─── Recorded data ───

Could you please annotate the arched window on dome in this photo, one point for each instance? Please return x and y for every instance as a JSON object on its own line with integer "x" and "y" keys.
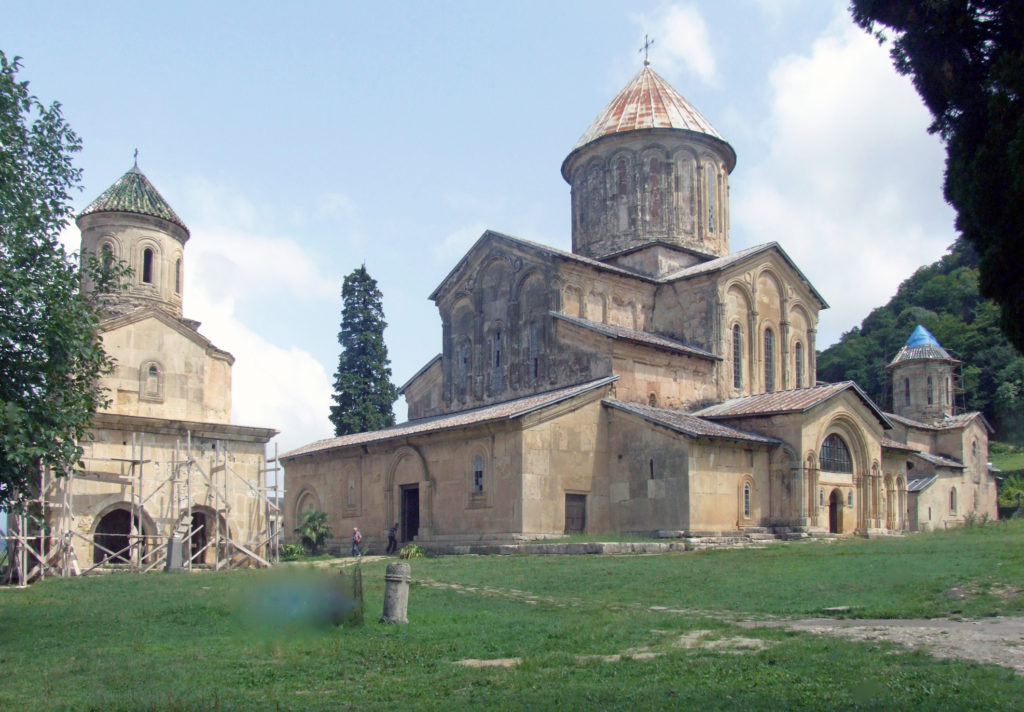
{"x": 737, "y": 357}
{"x": 799, "y": 370}
{"x": 147, "y": 265}
{"x": 712, "y": 192}
{"x": 835, "y": 455}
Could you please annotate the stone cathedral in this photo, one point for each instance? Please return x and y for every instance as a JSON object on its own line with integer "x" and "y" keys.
{"x": 648, "y": 381}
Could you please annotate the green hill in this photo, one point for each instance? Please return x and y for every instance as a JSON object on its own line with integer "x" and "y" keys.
{"x": 944, "y": 297}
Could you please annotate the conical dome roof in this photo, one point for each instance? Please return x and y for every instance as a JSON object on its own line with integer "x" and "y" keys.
{"x": 648, "y": 101}
{"x": 134, "y": 194}
{"x": 922, "y": 344}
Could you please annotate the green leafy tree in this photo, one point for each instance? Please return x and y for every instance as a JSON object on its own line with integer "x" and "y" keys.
{"x": 363, "y": 389}
{"x": 966, "y": 58}
{"x": 50, "y": 352}
{"x": 313, "y": 530}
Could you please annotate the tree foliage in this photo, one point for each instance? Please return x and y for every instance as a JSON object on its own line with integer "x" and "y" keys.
{"x": 966, "y": 58}
{"x": 50, "y": 352}
{"x": 944, "y": 297}
{"x": 363, "y": 389}
{"x": 313, "y": 530}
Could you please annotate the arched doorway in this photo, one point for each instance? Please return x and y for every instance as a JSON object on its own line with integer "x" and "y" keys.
{"x": 836, "y": 511}
{"x": 113, "y": 537}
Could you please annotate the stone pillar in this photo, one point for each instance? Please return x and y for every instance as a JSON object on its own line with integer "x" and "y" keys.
{"x": 396, "y": 593}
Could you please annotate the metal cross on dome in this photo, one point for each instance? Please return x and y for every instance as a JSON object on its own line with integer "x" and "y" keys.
{"x": 646, "y": 45}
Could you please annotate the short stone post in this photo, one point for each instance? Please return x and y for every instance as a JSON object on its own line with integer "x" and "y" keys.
{"x": 396, "y": 593}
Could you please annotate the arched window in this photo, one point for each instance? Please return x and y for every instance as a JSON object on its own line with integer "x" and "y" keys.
{"x": 712, "y": 197}
{"x": 535, "y": 350}
{"x": 799, "y": 350}
{"x": 478, "y": 473}
{"x": 835, "y": 455}
{"x": 147, "y": 265}
{"x": 496, "y": 351}
{"x": 737, "y": 357}
{"x": 107, "y": 258}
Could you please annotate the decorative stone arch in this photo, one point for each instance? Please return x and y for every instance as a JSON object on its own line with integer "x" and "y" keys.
{"x": 113, "y": 529}
{"x": 307, "y": 499}
{"x": 152, "y": 270}
{"x": 572, "y": 302}
{"x": 392, "y": 495}
{"x": 151, "y": 381}
{"x": 477, "y": 453}
{"x": 208, "y": 534}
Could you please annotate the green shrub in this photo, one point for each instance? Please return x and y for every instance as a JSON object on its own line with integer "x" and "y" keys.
{"x": 412, "y": 551}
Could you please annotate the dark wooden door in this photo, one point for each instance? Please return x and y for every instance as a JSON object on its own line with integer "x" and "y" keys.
{"x": 576, "y": 513}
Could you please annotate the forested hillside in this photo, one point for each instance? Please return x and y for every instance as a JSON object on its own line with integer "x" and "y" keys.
{"x": 944, "y": 297}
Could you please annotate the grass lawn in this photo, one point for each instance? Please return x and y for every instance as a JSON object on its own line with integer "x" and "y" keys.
{"x": 592, "y": 632}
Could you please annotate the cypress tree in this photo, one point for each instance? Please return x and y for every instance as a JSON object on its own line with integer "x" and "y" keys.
{"x": 363, "y": 389}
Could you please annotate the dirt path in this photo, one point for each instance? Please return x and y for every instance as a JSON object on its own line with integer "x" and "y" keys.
{"x": 995, "y": 640}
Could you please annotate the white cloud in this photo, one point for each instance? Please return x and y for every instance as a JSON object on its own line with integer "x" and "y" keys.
{"x": 852, "y": 185}
{"x": 681, "y": 40}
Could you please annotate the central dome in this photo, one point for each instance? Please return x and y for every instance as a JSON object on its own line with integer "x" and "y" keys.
{"x": 650, "y": 173}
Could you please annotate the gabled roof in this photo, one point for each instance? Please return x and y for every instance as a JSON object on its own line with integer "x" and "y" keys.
{"x": 951, "y": 422}
{"x": 419, "y": 373}
{"x": 796, "y": 401}
{"x": 922, "y": 345}
{"x": 736, "y": 257}
{"x": 939, "y": 461}
{"x": 134, "y": 194}
{"x": 919, "y": 484}
{"x": 889, "y": 444}
{"x": 688, "y": 424}
{"x": 507, "y": 410}
{"x": 493, "y": 236}
{"x": 641, "y": 337}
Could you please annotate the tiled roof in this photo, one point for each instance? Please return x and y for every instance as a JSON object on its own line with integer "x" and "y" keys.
{"x": 779, "y": 402}
{"x": 647, "y": 101}
{"x": 688, "y": 424}
{"x": 951, "y": 422}
{"x": 919, "y": 484}
{"x": 636, "y": 336}
{"x": 134, "y": 194}
{"x": 889, "y": 444}
{"x": 939, "y": 461}
{"x": 728, "y": 260}
{"x": 506, "y": 410}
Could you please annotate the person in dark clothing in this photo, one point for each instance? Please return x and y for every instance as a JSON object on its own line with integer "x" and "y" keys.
{"x": 392, "y": 539}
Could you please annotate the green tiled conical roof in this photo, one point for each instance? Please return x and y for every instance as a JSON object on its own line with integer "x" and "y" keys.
{"x": 134, "y": 194}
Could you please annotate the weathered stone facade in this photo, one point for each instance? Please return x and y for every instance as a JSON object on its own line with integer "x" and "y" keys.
{"x": 163, "y": 459}
{"x": 648, "y": 381}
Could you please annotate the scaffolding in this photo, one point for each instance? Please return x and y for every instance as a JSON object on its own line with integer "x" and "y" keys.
{"x": 41, "y": 537}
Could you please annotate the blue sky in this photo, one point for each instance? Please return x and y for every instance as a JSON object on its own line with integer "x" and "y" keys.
{"x": 299, "y": 140}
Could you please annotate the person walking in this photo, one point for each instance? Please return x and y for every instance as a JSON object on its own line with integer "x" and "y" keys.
{"x": 392, "y": 539}
{"x": 356, "y": 540}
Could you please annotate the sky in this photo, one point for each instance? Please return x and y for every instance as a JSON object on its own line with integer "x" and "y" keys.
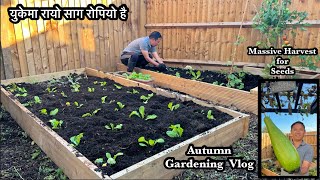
{"x": 283, "y": 120}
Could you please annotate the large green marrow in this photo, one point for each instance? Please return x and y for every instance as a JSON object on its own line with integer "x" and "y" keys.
{"x": 284, "y": 150}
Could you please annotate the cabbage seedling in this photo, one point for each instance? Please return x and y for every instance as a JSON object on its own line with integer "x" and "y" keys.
{"x": 176, "y": 131}
{"x": 76, "y": 139}
{"x": 37, "y": 100}
{"x": 145, "y": 99}
{"x": 133, "y": 91}
{"x": 141, "y": 114}
{"x": 209, "y": 115}
{"x": 143, "y": 142}
{"x": 121, "y": 106}
{"x": 112, "y": 127}
{"x": 103, "y": 99}
{"x": 117, "y": 86}
{"x": 54, "y": 112}
{"x": 91, "y": 114}
{"x": 44, "y": 111}
{"x": 56, "y": 124}
{"x": 90, "y": 89}
{"x": 173, "y": 107}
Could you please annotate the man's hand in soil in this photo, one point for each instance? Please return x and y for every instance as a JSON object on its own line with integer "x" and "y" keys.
{"x": 162, "y": 67}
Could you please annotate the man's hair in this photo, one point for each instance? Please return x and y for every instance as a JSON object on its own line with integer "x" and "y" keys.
{"x": 155, "y": 35}
{"x": 298, "y": 122}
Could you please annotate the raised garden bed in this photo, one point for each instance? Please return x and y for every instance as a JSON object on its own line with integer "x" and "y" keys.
{"x": 75, "y": 165}
{"x": 240, "y": 99}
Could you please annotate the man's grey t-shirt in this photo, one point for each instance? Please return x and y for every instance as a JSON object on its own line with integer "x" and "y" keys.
{"x": 139, "y": 44}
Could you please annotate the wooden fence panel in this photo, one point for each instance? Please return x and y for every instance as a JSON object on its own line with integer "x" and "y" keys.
{"x": 267, "y": 152}
{"x": 42, "y": 46}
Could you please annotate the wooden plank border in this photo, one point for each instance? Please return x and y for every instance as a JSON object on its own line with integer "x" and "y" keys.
{"x": 76, "y": 166}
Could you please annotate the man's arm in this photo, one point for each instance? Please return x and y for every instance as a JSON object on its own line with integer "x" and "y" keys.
{"x": 305, "y": 167}
{"x": 146, "y": 56}
{"x": 155, "y": 55}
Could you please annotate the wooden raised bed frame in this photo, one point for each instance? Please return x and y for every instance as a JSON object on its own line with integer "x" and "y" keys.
{"x": 76, "y": 166}
{"x": 243, "y": 100}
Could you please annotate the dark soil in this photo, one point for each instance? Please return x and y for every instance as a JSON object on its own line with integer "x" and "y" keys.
{"x": 20, "y": 157}
{"x": 97, "y": 139}
{"x": 250, "y": 81}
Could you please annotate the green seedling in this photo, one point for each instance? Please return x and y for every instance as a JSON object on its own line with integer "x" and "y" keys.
{"x": 117, "y": 86}
{"x": 143, "y": 142}
{"x": 141, "y": 114}
{"x": 110, "y": 160}
{"x": 103, "y": 99}
{"x": 75, "y": 87}
{"x": 133, "y": 91}
{"x": 49, "y": 90}
{"x": 91, "y": 114}
{"x": 178, "y": 74}
{"x": 29, "y": 103}
{"x": 54, "y": 112}
{"x": 217, "y": 83}
{"x": 104, "y": 83}
{"x": 77, "y": 104}
{"x": 44, "y": 111}
{"x": 113, "y": 127}
{"x": 121, "y": 106}
{"x": 63, "y": 94}
{"x": 22, "y": 95}
{"x": 56, "y": 124}
{"x": 37, "y": 100}
{"x": 173, "y": 107}
{"x": 176, "y": 131}
{"x": 90, "y": 89}
{"x": 76, "y": 139}
{"x": 209, "y": 115}
{"x": 145, "y": 99}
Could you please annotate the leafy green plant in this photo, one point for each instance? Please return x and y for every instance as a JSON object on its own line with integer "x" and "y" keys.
{"x": 76, "y": 139}
{"x": 77, "y": 104}
{"x": 63, "y": 94}
{"x": 178, "y": 74}
{"x": 56, "y": 124}
{"x": 44, "y": 111}
{"x": 176, "y": 131}
{"x": 141, "y": 114}
{"x": 104, "y": 83}
{"x": 91, "y": 114}
{"x": 103, "y": 99}
{"x": 145, "y": 99}
{"x": 143, "y": 142}
{"x": 51, "y": 90}
{"x": 133, "y": 92}
{"x": 121, "y": 106}
{"x": 110, "y": 160}
{"x": 173, "y": 107}
{"x": 117, "y": 86}
{"x": 37, "y": 100}
{"x": 54, "y": 112}
{"x": 209, "y": 115}
{"x": 75, "y": 87}
{"x": 113, "y": 127}
{"x": 91, "y": 90}
{"x": 235, "y": 80}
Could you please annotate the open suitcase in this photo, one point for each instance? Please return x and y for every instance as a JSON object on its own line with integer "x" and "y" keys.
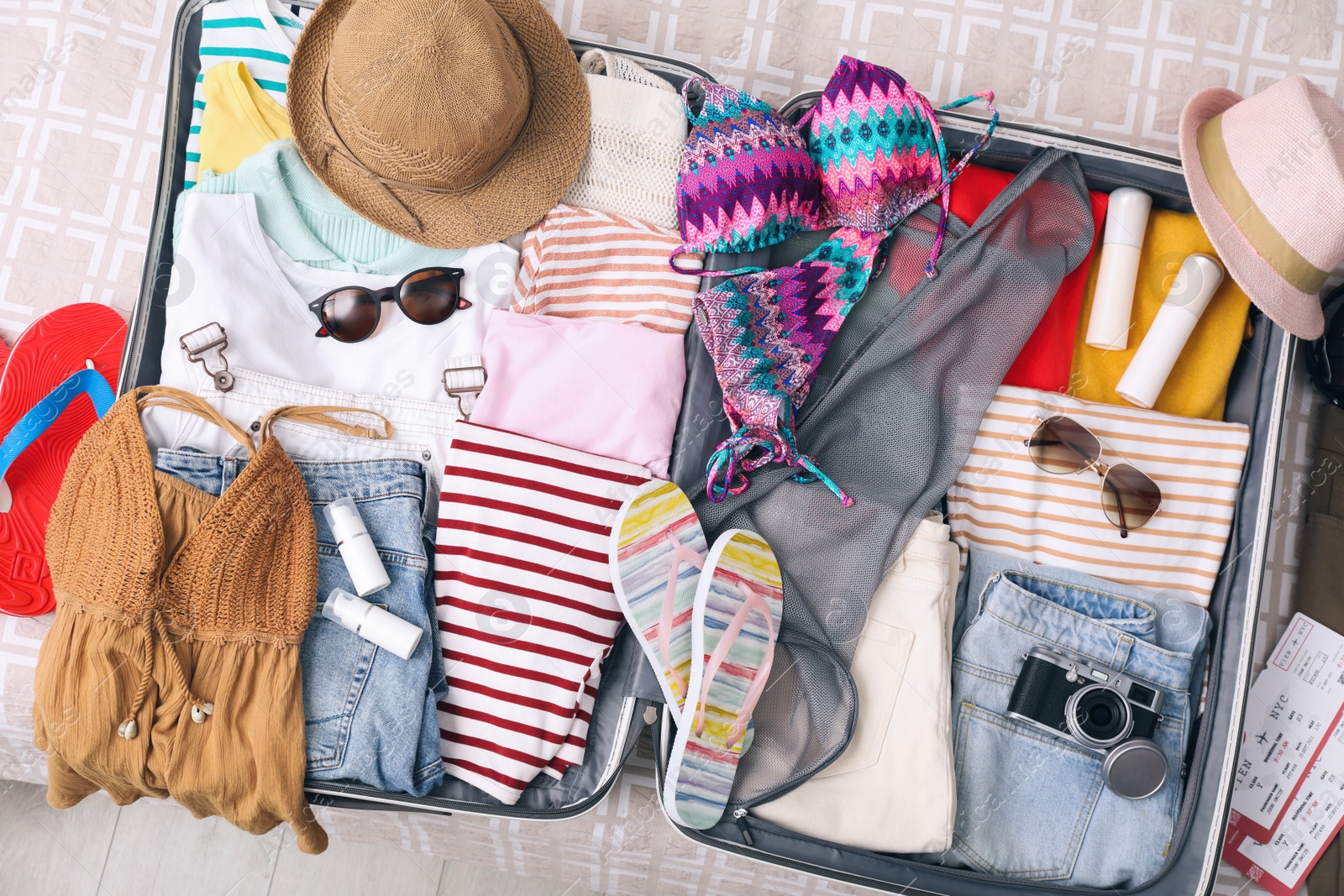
{"x": 629, "y": 699}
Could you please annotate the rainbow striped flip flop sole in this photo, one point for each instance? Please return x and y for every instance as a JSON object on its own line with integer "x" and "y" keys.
{"x": 658, "y": 551}
{"x": 734, "y": 626}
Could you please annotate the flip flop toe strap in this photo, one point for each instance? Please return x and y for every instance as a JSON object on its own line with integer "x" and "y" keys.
{"x": 753, "y": 600}
{"x": 680, "y": 553}
{"x": 44, "y": 414}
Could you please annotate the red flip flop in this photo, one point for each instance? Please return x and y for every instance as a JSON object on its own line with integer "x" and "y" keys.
{"x": 53, "y": 348}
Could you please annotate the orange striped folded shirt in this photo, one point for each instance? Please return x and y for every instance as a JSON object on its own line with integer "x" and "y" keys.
{"x": 1001, "y": 501}
{"x": 598, "y": 266}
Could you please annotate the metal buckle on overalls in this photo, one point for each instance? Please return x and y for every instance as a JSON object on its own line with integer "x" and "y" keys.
{"x": 468, "y": 379}
{"x": 198, "y": 342}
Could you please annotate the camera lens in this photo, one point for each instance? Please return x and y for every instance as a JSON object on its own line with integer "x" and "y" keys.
{"x": 1099, "y": 716}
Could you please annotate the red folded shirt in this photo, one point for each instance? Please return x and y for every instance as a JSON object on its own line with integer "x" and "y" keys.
{"x": 1048, "y": 355}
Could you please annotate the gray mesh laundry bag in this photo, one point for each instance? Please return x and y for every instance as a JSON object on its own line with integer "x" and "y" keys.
{"x": 891, "y": 418}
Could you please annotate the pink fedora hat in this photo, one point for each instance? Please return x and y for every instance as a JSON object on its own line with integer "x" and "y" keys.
{"x": 1267, "y": 179}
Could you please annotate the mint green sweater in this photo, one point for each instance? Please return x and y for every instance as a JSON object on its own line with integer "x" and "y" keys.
{"x": 309, "y": 223}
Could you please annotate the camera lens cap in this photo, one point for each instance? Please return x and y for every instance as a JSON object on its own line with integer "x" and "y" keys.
{"x": 1135, "y": 768}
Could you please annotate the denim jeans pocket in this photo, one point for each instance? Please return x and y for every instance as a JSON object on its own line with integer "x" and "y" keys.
{"x": 1003, "y": 770}
{"x": 331, "y": 698}
{"x": 340, "y": 668}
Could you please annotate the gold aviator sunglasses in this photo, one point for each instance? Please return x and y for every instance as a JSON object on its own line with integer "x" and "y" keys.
{"x": 1062, "y": 445}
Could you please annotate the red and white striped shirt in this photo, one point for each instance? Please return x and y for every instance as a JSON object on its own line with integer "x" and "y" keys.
{"x": 526, "y": 609}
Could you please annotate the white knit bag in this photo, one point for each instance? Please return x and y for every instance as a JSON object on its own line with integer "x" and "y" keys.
{"x": 635, "y": 149}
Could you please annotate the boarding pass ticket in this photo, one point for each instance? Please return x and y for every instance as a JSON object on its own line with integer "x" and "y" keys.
{"x": 1283, "y": 862}
{"x": 1290, "y": 712}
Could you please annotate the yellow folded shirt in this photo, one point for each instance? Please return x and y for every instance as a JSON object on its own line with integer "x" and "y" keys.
{"x": 1198, "y": 385}
{"x": 239, "y": 120}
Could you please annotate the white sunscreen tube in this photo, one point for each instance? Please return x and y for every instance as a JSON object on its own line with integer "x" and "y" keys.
{"x": 1113, "y": 300}
{"x": 1200, "y": 277}
{"x": 356, "y": 548}
{"x": 373, "y": 624}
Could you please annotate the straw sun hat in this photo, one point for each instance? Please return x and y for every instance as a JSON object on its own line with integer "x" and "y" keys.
{"x": 1267, "y": 179}
{"x": 450, "y": 123}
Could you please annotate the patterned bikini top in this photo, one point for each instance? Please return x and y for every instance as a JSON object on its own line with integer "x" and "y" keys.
{"x": 746, "y": 177}
{"x": 880, "y": 150}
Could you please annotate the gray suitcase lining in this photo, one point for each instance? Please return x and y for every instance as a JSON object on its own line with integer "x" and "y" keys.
{"x": 1257, "y": 396}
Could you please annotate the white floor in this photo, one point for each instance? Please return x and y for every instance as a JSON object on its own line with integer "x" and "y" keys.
{"x": 155, "y": 849}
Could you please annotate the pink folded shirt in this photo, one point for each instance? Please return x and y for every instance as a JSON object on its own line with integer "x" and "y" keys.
{"x": 604, "y": 389}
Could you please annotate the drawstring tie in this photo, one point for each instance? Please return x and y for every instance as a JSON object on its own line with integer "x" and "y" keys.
{"x": 199, "y": 708}
{"x": 752, "y": 448}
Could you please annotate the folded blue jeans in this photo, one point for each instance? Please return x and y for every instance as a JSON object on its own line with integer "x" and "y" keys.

───

Repeat, word for word, every line from the line that contains "Could you please annotate the white floor" to the end of the entries; include both of those lines and no others.

▶ _Response to the exercise_:
Could you please annotate the white floor in this photo, one point for each instance? Please return x and y for every instance as a JSON object on its own line with integer "x" and "y" keys.
{"x": 155, "y": 849}
Could you please annotate the pink folded shirt in this photo, one point for each instance? Please return x and y for every instance as a JSON object on its own line with integer "x" and "y" keys.
{"x": 604, "y": 389}
Could you please annotate the drawstring tie in this photo, one point for each instance? Please return x and y for every instance as a JSON object on its own line with integer "x" and "y" keys.
{"x": 199, "y": 708}
{"x": 752, "y": 448}
Could you please annotate the folded blue jeans in this photo, one point for each instance? Please return x and y for every instance as a JSON object on its own line with integer "x" and "y" keys.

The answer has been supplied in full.